- _EXERCISE AIM_: Find every line in the data that contains the word "wooden". Return each of those lines.

*** THE DATA ***

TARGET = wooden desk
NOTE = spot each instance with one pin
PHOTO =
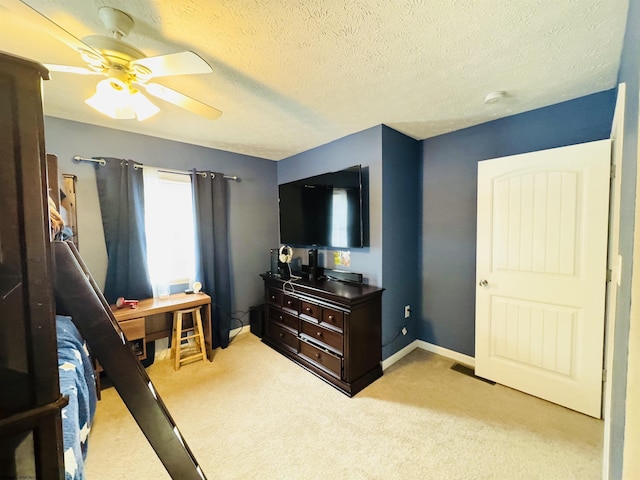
(133, 323)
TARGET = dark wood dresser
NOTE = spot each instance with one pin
(331, 328)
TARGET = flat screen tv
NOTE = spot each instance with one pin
(325, 210)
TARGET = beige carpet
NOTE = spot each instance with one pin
(253, 414)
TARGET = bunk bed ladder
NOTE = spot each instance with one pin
(78, 296)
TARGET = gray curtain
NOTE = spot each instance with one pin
(212, 250)
(121, 193)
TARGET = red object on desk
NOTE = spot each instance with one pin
(122, 303)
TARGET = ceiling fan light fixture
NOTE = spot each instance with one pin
(115, 99)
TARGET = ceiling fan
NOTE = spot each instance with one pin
(127, 69)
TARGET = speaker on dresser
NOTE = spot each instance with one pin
(313, 264)
(274, 261)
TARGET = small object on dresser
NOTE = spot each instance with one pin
(123, 303)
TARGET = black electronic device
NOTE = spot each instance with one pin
(274, 261)
(313, 264)
(327, 210)
(285, 255)
(343, 276)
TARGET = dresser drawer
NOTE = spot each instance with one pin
(290, 303)
(283, 337)
(310, 310)
(333, 319)
(316, 333)
(274, 297)
(283, 318)
(331, 364)
(133, 329)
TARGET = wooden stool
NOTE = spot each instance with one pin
(195, 332)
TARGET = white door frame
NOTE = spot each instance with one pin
(614, 266)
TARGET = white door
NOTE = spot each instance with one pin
(541, 272)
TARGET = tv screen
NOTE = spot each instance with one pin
(325, 210)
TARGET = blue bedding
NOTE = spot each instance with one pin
(77, 381)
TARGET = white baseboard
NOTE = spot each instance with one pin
(429, 347)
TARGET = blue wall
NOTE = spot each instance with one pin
(401, 209)
(253, 201)
(449, 203)
(393, 164)
(629, 74)
(363, 148)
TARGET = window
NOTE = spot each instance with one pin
(170, 229)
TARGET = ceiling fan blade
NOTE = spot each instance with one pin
(183, 101)
(70, 69)
(32, 15)
(182, 63)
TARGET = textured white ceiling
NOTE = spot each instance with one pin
(291, 75)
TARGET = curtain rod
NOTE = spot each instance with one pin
(102, 161)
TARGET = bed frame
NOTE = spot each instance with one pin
(30, 400)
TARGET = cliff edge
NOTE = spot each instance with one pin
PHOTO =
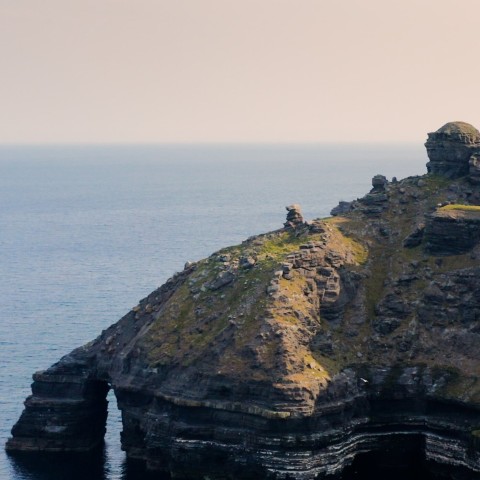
(288, 355)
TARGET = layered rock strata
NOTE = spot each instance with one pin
(290, 354)
(450, 149)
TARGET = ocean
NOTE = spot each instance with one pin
(87, 231)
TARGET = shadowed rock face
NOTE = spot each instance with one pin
(450, 148)
(291, 353)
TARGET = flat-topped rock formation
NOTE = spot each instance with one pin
(292, 353)
(450, 148)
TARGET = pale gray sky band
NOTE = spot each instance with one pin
(102, 71)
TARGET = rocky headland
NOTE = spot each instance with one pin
(292, 353)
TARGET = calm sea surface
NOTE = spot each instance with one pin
(85, 232)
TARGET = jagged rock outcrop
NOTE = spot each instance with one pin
(290, 354)
(452, 230)
(450, 148)
(294, 216)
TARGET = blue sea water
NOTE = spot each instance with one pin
(87, 231)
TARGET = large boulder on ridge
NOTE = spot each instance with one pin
(450, 148)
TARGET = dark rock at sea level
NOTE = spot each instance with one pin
(292, 353)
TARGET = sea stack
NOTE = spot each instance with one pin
(294, 352)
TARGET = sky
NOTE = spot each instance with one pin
(208, 71)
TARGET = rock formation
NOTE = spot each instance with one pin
(294, 216)
(450, 148)
(290, 354)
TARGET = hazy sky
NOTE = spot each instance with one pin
(236, 70)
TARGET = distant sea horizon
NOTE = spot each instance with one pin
(86, 231)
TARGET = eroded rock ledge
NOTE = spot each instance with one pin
(293, 352)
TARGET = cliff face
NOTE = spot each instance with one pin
(291, 353)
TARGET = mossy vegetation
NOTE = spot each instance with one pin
(458, 206)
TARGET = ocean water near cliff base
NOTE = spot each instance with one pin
(85, 232)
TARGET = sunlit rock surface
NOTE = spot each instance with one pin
(290, 354)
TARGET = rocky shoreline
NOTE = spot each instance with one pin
(289, 355)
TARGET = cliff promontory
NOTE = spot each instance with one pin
(292, 353)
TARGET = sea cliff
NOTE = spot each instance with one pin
(290, 354)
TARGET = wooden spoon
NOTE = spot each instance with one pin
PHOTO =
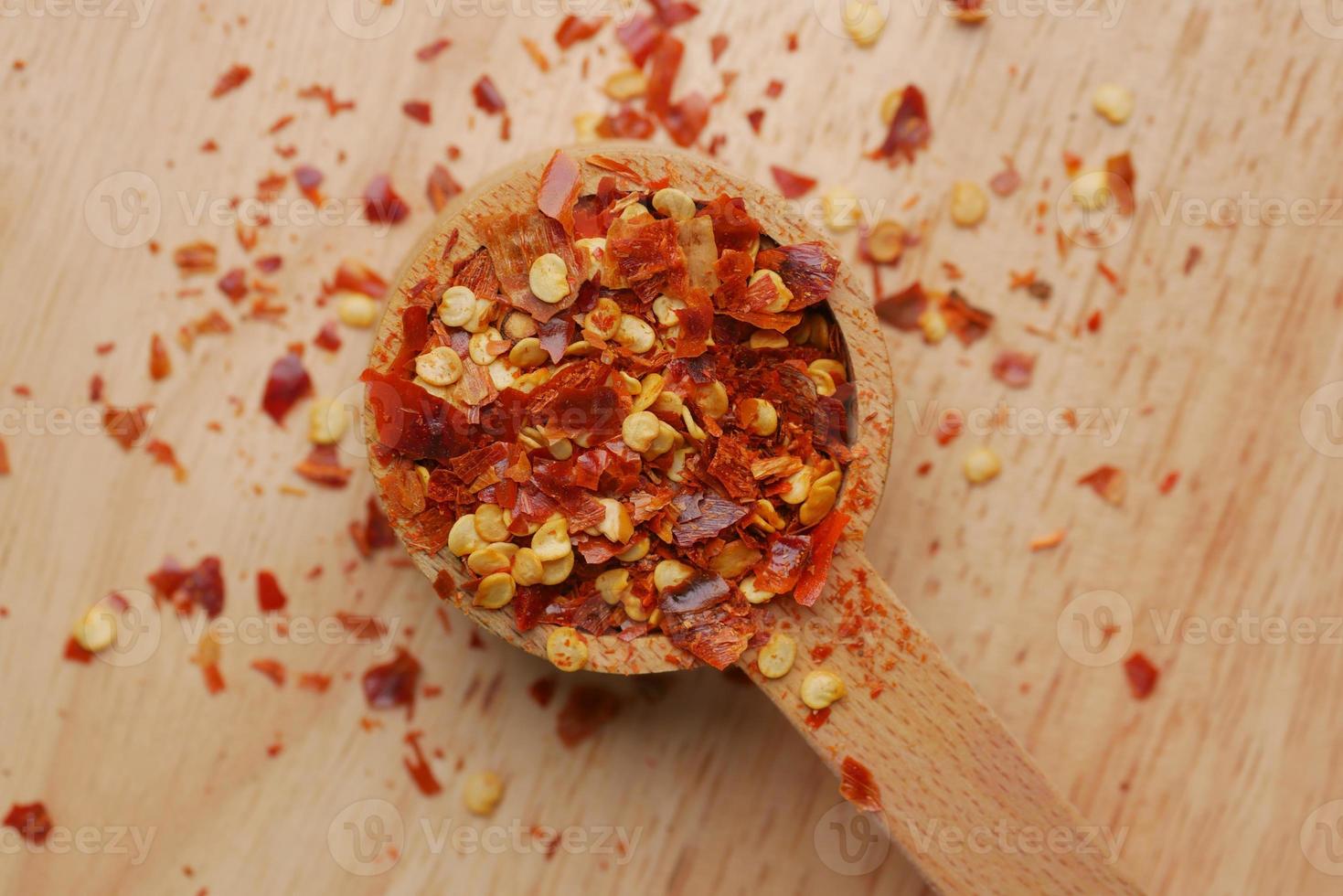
(911, 741)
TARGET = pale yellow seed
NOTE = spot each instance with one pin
(552, 540)
(457, 306)
(613, 586)
(97, 629)
(492, 523)
(864, 20)
(752, 592)
(982, 465)
(495, 592)
(776, 657)
(1114, 102)
(675, 203)
(626, 83)
(567, 649)
(463, 539)
(527, 567)
(326, 422)
(483, 792)
(968, 203)
(528, 354)
(638, 430)
(556, 571)
(782, 294)
(821, 688)
(669, 574)
(549, 278)
(440, 367)
(357, 309)
(634, 334)
(759, 415)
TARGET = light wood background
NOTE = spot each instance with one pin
(1211, 779)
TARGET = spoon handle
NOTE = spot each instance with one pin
(916, 744)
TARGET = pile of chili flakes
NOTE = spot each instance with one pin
(689, 316)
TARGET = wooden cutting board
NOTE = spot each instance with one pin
(1222, 781)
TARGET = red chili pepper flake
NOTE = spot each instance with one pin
(791, 185)
(328, 337)
(309, 182)
(286, 384)
(418, 766)
(910, 128)
(543, 690)
(442, 187)
(430, 51)
(229, 80)
(272, 669)
(126, 425)
(587, 709)
(381, 203)
(718, 46)
(392, 684)
(32, 821)
(1107, 481)
(487, 97)
(418, 111)
(858, 786)
(197, 258)
(160, 366)
(1014, 368)
(164, 454)
(328, 96)
(1142, 675)
(271, 597)
(323, 466)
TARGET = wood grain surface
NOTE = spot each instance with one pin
(1223, 781)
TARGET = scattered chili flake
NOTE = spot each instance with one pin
(1142, 675)
(487, 97)
(575, 28)
(858, 786)
(381, 203)
(229, 80)
(272, 669)
(392, 684)
(328, 96)
(286, 384)
(1107, 481)
(791, 185)
(587, 709)
(441, 187)
(271, 597)
(910, 128)
(1014, 368)
(195, 258)
(160, 366)
(420, 111)
(429, 51)
(418, 766)
(32, 821)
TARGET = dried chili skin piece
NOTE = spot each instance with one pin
(285, 387)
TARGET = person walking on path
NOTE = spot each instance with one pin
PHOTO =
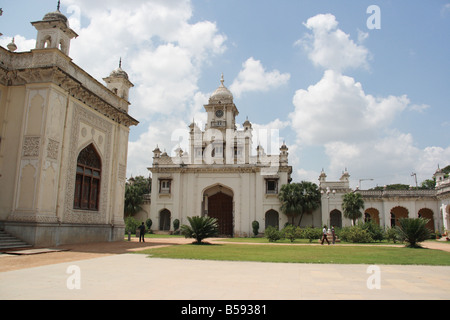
(141, 232)
(333, 234)
(324, 236)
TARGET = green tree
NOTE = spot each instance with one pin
(135, 189)
(298, 199)
(352, 203)
(413, 231)
(289, 196)
(309, 198)
(200, 228)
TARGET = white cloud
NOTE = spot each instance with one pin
(21, 42)
(330, 47)
(253, 77)
(338, 109)
(163, 52)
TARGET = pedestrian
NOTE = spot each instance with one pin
(141, 232)
(324, 231)
(333, 234)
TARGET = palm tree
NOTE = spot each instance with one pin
(310, 198)
(289, 196)
(352, 204)
(200, 228)
(298, 199)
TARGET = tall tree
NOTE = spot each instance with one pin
(352, 203)
(309, 198)
(135, 189)
(298, 199)
(289, 196)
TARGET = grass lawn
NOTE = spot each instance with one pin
(304, 254)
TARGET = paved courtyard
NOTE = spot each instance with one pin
(125, 275)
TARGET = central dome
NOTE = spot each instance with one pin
(222, 94)
(56, 16)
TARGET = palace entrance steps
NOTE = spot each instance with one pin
(8, 241)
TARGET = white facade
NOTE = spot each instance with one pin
(63, 143)
(219, 176)
(385, 207)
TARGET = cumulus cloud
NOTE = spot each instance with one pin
(21, 42)
(254, 77)
(338, 109)
(330, 47)
(163, 52)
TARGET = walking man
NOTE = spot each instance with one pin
(324, 236)
(141, 232)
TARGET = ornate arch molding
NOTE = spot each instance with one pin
(82, 115)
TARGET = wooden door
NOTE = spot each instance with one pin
(220, 206)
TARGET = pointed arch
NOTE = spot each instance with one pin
(88, 179)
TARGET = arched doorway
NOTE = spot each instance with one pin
(398, 213)
(336, 218)
(427, 214)
(164, 220)
(272, 219)
(220, 206)
(372, 215)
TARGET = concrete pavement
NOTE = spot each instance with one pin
(135, 277)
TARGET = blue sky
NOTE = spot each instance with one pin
(374, 101)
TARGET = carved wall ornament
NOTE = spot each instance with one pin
(31, 147)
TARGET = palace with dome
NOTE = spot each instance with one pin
(63, 157)
(219, 175)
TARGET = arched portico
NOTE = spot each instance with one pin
(272, 219)
(164, 220)
(398, 213)
(336, 218)
(427, 214)
(218, 203)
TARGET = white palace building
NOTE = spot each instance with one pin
(219, 176)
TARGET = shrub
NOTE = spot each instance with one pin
(391, 234)
(255, 226)
(413, 231)
(291, 232)
(200, 228)
(311, 233)
(355, 234)
(272, 234)
(131, 225)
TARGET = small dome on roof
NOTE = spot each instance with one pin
(119, 72)
(222, 94)
(56, 15)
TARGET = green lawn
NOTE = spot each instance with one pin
(304, 254)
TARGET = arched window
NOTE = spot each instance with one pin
(87, 182)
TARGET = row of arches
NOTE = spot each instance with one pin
(396, 213)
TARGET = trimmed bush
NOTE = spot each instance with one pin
(413, 231)
(291, 232)
(200, 228)
(272, 234)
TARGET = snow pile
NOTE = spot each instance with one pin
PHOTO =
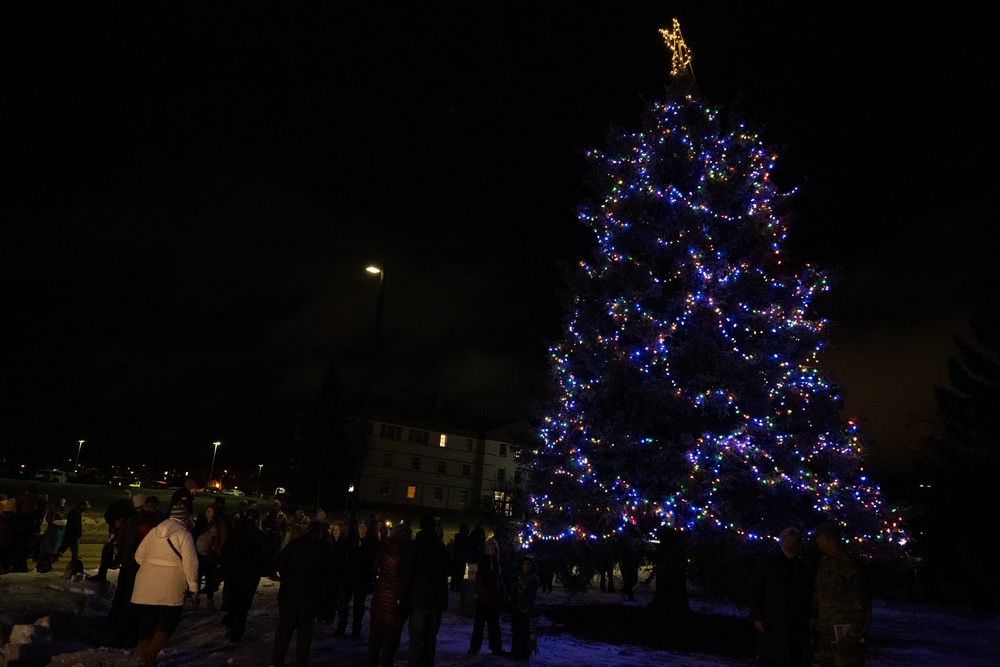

*** End of THE DATA ***

- _YOUR SOLUTION_:
TARGET = wooden desk
TARGET = wooden stool
TARGET = wooden spoon
TARGET = wooden cutting board
TARGET = wooden door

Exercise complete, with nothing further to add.